* _OBJETIVO_
Transcreva sem alterações as linhas dos registros abaixo, desde a primeira até a linha que contém "left=54, top=155, right=61, bottom=161", ambas incluídas. Não acrescente nenhuma outra linha.

* _INFORMAÇÕES EXTRAÍDAS_
++++++++++
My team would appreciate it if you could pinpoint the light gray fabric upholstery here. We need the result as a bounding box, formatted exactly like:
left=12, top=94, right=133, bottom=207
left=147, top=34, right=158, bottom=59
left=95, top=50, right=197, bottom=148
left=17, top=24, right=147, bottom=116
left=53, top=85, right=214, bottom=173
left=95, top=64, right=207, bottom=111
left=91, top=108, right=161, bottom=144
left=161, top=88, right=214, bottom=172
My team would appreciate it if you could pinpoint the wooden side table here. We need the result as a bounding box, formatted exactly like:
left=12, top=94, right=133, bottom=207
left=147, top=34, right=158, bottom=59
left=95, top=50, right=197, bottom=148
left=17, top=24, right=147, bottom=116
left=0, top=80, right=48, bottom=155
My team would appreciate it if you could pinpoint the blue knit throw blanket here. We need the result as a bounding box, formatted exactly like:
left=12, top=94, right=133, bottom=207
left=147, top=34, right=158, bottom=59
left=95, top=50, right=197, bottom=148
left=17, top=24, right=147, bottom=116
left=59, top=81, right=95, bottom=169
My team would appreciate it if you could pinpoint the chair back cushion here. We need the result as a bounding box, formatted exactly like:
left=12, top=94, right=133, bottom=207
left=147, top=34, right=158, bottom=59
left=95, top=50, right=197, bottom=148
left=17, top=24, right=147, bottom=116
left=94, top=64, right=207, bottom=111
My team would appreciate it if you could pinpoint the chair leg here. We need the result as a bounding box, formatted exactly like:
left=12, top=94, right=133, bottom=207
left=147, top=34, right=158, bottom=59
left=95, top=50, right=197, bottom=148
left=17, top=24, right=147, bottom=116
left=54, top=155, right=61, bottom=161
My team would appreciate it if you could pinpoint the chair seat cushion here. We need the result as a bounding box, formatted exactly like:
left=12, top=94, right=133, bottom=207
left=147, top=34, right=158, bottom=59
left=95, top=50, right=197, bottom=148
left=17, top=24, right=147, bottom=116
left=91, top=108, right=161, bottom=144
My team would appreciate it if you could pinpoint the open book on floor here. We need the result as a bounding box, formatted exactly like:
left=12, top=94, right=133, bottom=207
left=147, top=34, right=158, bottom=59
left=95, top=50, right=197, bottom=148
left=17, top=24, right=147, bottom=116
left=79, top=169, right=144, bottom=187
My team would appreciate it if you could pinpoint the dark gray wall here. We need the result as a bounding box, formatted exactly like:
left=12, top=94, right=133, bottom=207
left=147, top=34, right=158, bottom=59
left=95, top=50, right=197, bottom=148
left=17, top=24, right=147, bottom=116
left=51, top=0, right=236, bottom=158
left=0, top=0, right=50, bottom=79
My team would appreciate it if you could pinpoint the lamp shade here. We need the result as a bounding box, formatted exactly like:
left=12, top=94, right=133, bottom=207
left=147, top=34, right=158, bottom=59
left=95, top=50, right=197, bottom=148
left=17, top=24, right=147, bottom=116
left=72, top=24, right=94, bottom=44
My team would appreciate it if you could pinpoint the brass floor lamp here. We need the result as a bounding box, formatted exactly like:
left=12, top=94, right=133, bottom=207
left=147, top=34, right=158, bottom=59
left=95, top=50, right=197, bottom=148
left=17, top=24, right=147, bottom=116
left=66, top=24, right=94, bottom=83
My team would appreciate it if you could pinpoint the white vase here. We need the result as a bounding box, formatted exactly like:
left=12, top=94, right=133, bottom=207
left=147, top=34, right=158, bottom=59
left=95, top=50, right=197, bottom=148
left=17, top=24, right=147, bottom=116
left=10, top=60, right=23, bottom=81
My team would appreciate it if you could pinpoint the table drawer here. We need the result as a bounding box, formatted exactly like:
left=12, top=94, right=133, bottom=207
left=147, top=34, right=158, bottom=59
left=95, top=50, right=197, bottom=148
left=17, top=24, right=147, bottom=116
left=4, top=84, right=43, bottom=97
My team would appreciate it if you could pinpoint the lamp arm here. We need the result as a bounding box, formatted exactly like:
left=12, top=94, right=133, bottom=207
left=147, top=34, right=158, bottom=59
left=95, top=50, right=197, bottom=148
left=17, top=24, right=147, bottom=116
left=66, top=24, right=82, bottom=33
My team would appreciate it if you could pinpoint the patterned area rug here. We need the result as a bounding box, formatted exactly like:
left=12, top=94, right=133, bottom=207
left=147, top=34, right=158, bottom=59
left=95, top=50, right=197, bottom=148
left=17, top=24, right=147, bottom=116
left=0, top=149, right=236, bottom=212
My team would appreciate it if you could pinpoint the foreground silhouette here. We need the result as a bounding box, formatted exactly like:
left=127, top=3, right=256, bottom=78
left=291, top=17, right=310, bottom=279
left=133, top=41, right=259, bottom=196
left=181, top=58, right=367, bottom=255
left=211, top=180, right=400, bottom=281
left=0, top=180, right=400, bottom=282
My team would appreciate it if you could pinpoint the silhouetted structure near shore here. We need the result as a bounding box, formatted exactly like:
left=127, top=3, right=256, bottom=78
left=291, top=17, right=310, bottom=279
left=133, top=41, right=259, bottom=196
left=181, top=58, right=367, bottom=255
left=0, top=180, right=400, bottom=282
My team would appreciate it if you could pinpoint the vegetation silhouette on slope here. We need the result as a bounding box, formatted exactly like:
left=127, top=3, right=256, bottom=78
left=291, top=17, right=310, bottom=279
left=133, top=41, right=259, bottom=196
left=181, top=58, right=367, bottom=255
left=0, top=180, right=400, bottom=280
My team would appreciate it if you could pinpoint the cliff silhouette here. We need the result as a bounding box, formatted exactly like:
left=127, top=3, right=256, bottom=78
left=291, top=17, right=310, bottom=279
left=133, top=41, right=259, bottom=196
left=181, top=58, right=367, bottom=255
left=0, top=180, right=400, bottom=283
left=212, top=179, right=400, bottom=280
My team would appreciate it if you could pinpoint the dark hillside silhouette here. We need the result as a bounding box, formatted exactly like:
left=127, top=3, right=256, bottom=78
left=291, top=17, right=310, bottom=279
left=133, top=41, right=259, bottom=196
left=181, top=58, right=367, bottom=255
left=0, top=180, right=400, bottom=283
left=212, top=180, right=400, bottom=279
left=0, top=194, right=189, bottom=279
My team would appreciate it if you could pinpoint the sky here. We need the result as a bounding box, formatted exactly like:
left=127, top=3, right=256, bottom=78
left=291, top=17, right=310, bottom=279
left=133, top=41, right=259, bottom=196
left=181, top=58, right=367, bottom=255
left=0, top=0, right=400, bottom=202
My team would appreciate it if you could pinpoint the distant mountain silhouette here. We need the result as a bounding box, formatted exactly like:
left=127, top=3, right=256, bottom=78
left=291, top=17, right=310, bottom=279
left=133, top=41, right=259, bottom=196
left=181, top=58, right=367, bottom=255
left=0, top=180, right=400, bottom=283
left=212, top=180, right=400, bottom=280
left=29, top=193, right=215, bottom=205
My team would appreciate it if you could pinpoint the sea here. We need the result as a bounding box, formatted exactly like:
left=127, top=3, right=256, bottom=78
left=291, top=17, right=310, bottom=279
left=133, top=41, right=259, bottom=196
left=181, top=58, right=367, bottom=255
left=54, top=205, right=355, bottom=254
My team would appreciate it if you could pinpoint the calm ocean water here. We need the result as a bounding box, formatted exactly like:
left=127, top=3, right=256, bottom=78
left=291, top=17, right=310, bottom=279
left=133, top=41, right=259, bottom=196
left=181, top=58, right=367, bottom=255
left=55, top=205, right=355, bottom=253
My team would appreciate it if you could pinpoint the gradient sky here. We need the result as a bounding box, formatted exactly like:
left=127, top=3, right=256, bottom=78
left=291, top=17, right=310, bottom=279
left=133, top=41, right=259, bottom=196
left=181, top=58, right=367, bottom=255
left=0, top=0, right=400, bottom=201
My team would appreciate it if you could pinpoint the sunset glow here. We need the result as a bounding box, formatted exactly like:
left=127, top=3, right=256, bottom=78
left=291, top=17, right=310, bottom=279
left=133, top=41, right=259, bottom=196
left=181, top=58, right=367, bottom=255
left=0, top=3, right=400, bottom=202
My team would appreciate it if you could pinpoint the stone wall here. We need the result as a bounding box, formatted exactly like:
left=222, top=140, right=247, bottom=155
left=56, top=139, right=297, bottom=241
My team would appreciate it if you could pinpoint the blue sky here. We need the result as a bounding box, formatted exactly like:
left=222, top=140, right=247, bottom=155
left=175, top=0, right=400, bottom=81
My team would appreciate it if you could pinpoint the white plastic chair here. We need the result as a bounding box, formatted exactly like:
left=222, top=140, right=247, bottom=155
++++++++++
* _RESPOSTA ESPERADA_
My team would appreciate it if you could pinpoint the light gray fabric upholstery here. We need the result as a bounding box, formatted exactly like:
left=12, top=94, right=133, bottom=207
left=147, top=34, right=158, bottom=59
left=95, top=50, right=197, bottom=148
left=17, top=24, right=147, bottom=116
left=53, top=85, right=214, bottom=173
left=95, top=64, right=207, bottom=111
left=91, top=108, right=161, bottom=144
left=161, top=88, right=214, bottom=172
My team would appreciate it if you could pinpoint the wooden side table here. We need the result as a bounding box, formatted exactly like:
left=12, top=94, right=133, bottom=207
left=147, top=34, right=158, bottom=59
left=95, top=50, right=197, bottom=148
left=17, top=24, right=147, bottom=116
left=0, top=80, right=48, bottom=155
My team would appreciate it if you could pinpoint the blue knit throw blanket here. We need the result as a bounding box, formatted exactly like:
left=12, top=94, right=133, bottom=207
left=147, top=34, right=158, bottom=59
left=95, top=50, right=197, bottom=148
left=17, top=24, right=147, bottom=116
left=59, top=81, right=95, bottom=169
My team would appreciate it if you could pinpoint the chair back cushion here. We need the result as a bounding box, formatted exactly like:
left=12, top=94, right=133, bottom=207
left=147, top=34, right=158, bottom=59
left=95, top=50, right=197, bottom=148
left=17, top=24, right=147, bottom=116
left=94, top=64, right=207, bottom=111
My team would appreciate it if you could pinpoint the chair leg here. We need the result as a bounding box, formatted exactly like:
left=12, top=94, right=133, bottom=207
left=147, top=34, right=158, bottom=59
left=95, top=50, right=197, bottom=148
left=17, top=24, right=147, bottom=116
left=54, top=155, right=61, bottom=161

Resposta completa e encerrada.